Brief: Leave the pictures out while you restate every entry below word for word.

[Stored data]
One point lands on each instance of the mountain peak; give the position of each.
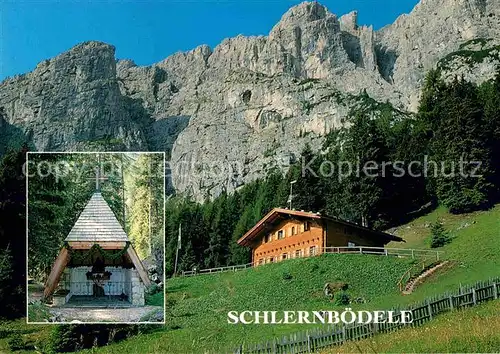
(307, 11)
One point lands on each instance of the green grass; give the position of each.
(472, 330)
(155, 299)
(197, 307)
(38, 312)
(474, 249)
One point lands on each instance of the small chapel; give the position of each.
(97, 264)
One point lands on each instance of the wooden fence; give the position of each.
(381, 251)
(311, 341)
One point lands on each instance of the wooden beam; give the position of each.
(138, 265)
(56, 272)
(107, 245)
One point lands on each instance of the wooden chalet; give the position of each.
(97, 260)
(285, 233)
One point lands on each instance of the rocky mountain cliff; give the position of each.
(227, 115)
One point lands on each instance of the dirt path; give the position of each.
(130, 314)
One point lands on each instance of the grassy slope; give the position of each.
(473, 330)
(475, 249)
(197, 307)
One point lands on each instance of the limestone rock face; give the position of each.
(71, 100)
(227, 115)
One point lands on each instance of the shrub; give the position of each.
(439, 236)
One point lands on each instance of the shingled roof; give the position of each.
(97, 222)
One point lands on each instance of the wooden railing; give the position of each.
(337, 334)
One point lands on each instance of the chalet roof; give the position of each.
(279, 214)
(97, 222)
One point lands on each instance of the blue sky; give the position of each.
(149, 31)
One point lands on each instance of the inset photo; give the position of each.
(95, 237)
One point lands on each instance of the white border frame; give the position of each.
(164, 233)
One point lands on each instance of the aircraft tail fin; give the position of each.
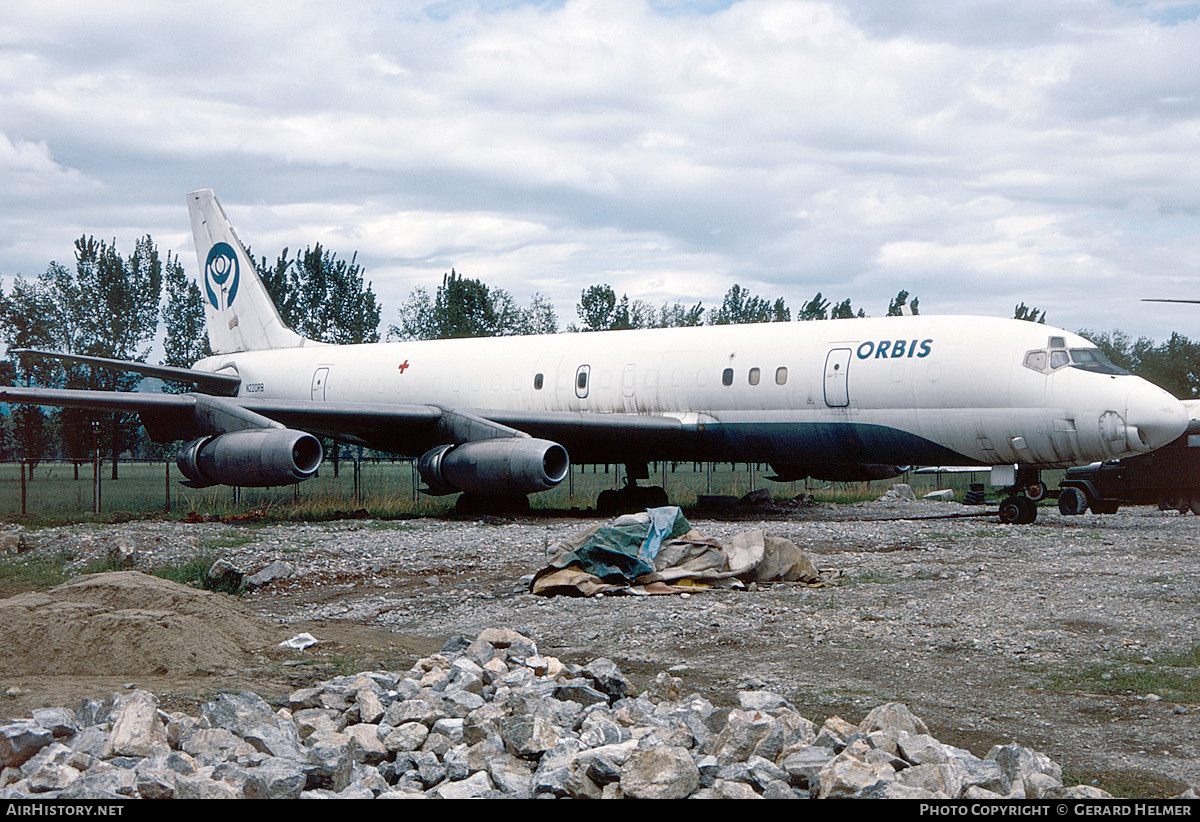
(240, 313)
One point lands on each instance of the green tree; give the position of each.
(1173, 365)
(845, 311)
(597, 307)
(322, 297)
(465, 307)
(28, 431)
(815, 309)
(183, 315)
(681, 316)
(741, 306)
(895, 309)
(107, 306)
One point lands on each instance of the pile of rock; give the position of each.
(492, 718)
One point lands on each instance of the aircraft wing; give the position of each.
(400, 429)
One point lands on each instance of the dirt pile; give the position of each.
(127, 624)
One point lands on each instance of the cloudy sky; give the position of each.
(976, 153)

Solution below:
One point lands on each instance of the mountain peak; give the position of each.
(307, 11)
One point lands on each instance of the green grass; give the position of each.
(472, 330)
(155, 299)
(197, 307)
(38, 312)
(474, 249)
One point lands on each instance of the small chapel; give the position of each.
(97, 264)
One point lands on each instance of the wooden fence; give the position of each.
(381, 251)
(311, 341)
One point lands on each instance of the wooden beam; give the position of each.
(138, 265)
(56, 272)
(107, 245)
One point lands on each instance of the wooden chalet; give the position of each.
(97, 260)
(285, 233)
One point lands on each instance of the rocky mountain cliff; give the position of each.
(227, 115)
One point lands on each instance of the dirt path; give the position of each.
(130, 314)
One point lands on each instance of the grassy slope; give the position of each.
(473, 330)
(475, 249)
(197, 307)
One point lands on each instance of the limestone rock face; give the position of each.
(71, 100)
(227, 115)
One point lands on each instance of the shrub; give the position of each.
(439, 236)
One point lands on each instance of the shingled roof; give the position of each.
(97, 222)
One point lands on each instance of the wooden railing; give the position of each.
(337, 334)
One point lands on each instance of the chalet roof; give the position of each.
(279, 214)
(97, 222)
One point lands on each instance of the blue sky; give the position of each.
(149, 31)
One point lands on each instance of the inset photo; give the position of each.
(95, 237)
One point lands on each instance of the white border frame; give the position of each.
(164, 233)
One point lands on each instance of the aircraft tail fin; give the position of each.
(240, 313)
One point lands on each instance of the green tree; give the position of each.
(1173, 365)
(845, 311)
(597, 307)
(322, 297)
(465, 307)
(28, 431)
(815, 309)
(183, 315)
(681, 316)
(741, 306)
(895, 309)
(107, 306)
One point lands on each instance of the pile of rock; give the position of each.
(492, 718)
One point lands on each instance of the aircraft wing; give the position of each.
(400, 429)
One point lands on each instance of the dirt pile; give the position of each.
(127, 624)
One point lands on each instance of the cloudy sky; give the position of each.
(976, 153)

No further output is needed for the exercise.